→ Required task: From the data below, pull out every line that contains the string "coat".

____ Exercise material

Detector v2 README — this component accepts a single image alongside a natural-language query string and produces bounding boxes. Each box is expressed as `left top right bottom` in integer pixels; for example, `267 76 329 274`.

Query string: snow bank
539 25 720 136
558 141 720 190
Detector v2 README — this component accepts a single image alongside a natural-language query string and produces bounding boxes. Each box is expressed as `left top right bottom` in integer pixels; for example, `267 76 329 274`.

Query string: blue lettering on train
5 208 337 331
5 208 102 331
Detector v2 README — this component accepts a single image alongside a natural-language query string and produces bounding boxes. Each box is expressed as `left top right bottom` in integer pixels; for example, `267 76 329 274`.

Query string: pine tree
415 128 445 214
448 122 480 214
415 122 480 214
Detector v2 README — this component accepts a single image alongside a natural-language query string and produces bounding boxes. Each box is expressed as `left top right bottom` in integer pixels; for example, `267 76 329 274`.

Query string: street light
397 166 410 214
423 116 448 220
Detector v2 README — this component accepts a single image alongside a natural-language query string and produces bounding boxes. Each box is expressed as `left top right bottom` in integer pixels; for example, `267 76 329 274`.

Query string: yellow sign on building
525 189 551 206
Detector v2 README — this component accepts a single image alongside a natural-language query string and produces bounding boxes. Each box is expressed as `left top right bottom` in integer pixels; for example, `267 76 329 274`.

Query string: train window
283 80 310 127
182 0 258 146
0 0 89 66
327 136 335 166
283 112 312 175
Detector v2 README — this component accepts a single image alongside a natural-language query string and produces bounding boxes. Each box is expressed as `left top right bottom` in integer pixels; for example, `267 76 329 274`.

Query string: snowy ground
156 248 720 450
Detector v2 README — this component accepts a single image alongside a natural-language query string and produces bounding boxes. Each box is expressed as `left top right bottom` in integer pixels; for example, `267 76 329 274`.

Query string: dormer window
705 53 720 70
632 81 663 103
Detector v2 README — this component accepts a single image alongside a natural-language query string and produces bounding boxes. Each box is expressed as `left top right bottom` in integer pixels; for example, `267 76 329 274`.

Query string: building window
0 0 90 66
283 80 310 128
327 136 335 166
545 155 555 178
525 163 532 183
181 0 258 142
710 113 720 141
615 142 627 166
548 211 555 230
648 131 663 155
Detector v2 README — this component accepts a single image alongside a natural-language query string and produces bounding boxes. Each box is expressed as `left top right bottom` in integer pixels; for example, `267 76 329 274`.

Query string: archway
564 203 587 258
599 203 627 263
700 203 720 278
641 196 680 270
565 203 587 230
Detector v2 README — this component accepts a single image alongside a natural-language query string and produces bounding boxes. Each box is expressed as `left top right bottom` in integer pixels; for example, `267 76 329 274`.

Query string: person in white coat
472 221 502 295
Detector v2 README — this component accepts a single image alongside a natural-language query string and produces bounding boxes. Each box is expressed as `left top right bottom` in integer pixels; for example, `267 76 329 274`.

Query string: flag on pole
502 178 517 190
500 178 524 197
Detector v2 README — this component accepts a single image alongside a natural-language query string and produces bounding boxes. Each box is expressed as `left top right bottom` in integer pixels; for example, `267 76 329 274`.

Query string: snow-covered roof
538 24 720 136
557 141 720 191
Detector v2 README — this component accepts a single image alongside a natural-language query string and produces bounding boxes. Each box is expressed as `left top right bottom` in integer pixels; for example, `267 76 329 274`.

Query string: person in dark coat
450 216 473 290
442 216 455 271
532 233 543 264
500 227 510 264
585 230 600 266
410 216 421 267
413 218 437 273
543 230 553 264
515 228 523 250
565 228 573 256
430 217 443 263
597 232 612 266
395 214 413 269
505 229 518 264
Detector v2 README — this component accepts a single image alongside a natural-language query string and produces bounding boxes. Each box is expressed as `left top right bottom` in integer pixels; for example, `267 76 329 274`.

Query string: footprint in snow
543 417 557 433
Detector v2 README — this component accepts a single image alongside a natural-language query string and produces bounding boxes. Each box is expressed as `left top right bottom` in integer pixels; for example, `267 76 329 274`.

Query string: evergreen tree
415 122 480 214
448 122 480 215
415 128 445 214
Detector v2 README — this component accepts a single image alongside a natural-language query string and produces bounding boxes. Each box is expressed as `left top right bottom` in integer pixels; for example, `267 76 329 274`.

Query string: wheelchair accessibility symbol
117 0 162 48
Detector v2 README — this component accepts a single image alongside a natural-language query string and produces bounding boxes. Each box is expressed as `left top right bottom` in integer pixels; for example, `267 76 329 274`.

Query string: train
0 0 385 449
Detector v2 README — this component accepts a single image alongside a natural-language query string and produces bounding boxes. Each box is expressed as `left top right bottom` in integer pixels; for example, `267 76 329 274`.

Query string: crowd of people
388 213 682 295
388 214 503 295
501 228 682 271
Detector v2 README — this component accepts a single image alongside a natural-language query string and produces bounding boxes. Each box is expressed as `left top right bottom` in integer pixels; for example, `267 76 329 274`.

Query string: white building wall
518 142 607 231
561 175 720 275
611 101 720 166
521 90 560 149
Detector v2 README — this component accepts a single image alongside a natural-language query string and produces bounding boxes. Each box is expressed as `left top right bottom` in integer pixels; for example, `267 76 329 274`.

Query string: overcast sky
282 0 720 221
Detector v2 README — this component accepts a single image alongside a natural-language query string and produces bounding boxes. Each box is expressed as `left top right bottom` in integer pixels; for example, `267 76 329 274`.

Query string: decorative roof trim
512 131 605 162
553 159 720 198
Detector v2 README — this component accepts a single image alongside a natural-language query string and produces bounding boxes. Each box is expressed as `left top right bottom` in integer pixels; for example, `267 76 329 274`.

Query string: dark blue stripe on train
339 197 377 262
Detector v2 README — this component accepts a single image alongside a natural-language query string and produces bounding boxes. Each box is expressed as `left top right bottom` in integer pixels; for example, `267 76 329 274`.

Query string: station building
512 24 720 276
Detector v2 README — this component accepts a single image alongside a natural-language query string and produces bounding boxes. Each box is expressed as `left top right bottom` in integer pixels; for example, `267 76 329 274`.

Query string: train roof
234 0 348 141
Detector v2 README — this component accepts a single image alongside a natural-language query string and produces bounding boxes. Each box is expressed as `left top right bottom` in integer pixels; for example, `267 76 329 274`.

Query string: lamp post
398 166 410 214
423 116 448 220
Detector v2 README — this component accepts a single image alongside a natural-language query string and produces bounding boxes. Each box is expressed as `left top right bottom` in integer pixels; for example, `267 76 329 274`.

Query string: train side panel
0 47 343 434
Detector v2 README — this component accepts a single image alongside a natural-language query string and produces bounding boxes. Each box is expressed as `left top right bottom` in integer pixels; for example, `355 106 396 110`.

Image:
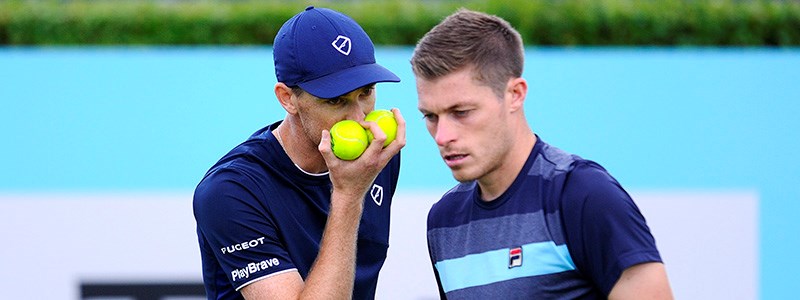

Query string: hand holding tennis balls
331 120 369 160
364 109 397 147
330 109 397 160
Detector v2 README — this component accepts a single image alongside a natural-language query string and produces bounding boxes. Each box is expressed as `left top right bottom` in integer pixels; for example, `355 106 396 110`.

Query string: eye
322 97 346 106
422 113 438 122
453 110 471 118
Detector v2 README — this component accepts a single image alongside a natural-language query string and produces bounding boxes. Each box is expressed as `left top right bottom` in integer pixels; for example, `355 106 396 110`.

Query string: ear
506 77 528 111
275 82 297 115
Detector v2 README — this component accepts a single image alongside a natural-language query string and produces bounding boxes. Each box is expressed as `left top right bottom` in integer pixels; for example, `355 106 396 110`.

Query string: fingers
317 129 337 165
360 121 386 151
389 108 406 151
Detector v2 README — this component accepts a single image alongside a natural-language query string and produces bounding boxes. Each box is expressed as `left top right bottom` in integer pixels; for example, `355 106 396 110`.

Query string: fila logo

________

→ Answer for this exercise:
Query string: person in white coat
Query string: person in dark coat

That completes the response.